## WORKING DATA
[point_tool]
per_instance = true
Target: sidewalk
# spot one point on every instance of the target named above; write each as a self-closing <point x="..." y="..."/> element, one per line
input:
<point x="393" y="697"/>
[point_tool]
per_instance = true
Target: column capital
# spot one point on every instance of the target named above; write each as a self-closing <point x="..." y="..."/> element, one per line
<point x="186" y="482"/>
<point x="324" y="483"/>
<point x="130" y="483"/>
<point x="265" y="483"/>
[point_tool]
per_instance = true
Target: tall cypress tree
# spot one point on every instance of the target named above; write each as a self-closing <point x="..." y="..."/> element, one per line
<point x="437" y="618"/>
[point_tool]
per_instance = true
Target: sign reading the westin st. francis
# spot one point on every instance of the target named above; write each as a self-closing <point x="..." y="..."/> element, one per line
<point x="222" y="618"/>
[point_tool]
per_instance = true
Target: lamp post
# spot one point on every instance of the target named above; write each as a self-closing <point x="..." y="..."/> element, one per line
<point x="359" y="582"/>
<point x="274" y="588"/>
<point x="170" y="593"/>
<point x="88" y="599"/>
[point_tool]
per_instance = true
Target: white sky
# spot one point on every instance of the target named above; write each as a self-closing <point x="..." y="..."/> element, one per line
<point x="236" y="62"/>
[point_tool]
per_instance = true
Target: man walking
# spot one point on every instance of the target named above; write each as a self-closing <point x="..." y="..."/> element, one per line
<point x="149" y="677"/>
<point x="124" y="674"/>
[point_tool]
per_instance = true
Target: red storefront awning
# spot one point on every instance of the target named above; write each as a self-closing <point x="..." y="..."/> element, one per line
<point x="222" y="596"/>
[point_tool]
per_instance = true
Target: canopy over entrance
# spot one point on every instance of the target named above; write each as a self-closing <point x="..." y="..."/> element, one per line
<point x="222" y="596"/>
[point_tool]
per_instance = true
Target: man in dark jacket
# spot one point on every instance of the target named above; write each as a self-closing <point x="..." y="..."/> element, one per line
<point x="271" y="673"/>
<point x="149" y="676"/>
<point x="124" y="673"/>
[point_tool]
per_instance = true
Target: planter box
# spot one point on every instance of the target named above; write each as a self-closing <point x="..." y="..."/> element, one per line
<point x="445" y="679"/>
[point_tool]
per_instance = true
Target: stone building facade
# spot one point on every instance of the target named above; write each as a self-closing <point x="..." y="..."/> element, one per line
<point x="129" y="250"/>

## TASK REQUIREMENTS
Would you restate the records word for word?

## SOLUTION FOR THIS PROBLEM
[point_tool]
per_instance = true
Target: sidewalk
# spot one point on every instance of the target named above; write each as a self-closing <point x="..." y="..."/> element, one per line
input:
<point x="393" y="697"/>
[point_tool]
per_instance = true
Target: column capital
# spot one point on every instance of the target named above; write each as a self-closing <point x="..." y="..."/> element, one per line
<point x="186" y="482"/>
<point x="324" y="483"/>
<point x="130" y="483"/>
<point x="265" y="483"/>
[point_tool]
per_instance = true
Target: tall cypress tree
# spot one point on every instance of the target named above; write each as a self-closing <point x="..." y="..."/> element, one per line
<point x="437" y="618"/>
[point_tool]
per_instance = true
Target: sign reading the westin st. francis
# spot one point on every instance of the target named above; write each as a self-closing <point x="..." y="..."/> element, one per line
<point x="222" y="618"/>
[point_tool]
per_instance = true
Target: lamp post
# spot one point on every instance of the target named above; write each as a self-closing <point x="..." y="..."/> element, one per line
<point x="359" y="582"/>
<point x="274" y="588"/>
<point x="170" y="593"/>
<point x="88" y="599"/>
[point_tool]
per_instance = true
Target: white sky
# spot one point on every instance of the target named above; write each as a self-closing <point x="..." y="..."/> element, one per line
<point x="236" y="62"/>
[point_tool]
per_instance = true
Target: man walking
# spot one point on every instance of the target named above; write each as a self-closing <point x="..." y="..."/> element, one per line
<point x="149" y="677"/>
<point x="124" y="674"/>
[point_tool]
per_instance = true
Target: red storefront awning
# spot one point on every instance of the target named above; write each as a self-closing <point x="..." y="..."/> element, one per line
<point x="222" y="596"/>
[point_tool]
per_instance = true
Target: canopy over entrance
# spot one point on every instance of the target named above; write each as a self-closing <point x="..." y="..."/> element, one per line
<point x="222" y="596"/>
[point_tool]
per_instance = true
Target: man in dark jacket
# spot one point on every instance of the target named above; write each as a self-closing <point x="..." y="..."/> element, one per line
<point x="271" y="673"/>
<point x="149" y="676"/>
<point x="124" y="673"/>
[point_tool]
per_instance = true
Target: planter box
# spot one point on every instance of the target named above; write each as a self-closing <point x="..." y="..."/> element, one per line
<point x="445" y="679"/>
[point_tool]
per_instance = true
Target: stone building facade
# spot one point on every instance of the target named above; write each as a self-closing <point x="..." y="..."/> element, one per line
<point x="129" y="250"/>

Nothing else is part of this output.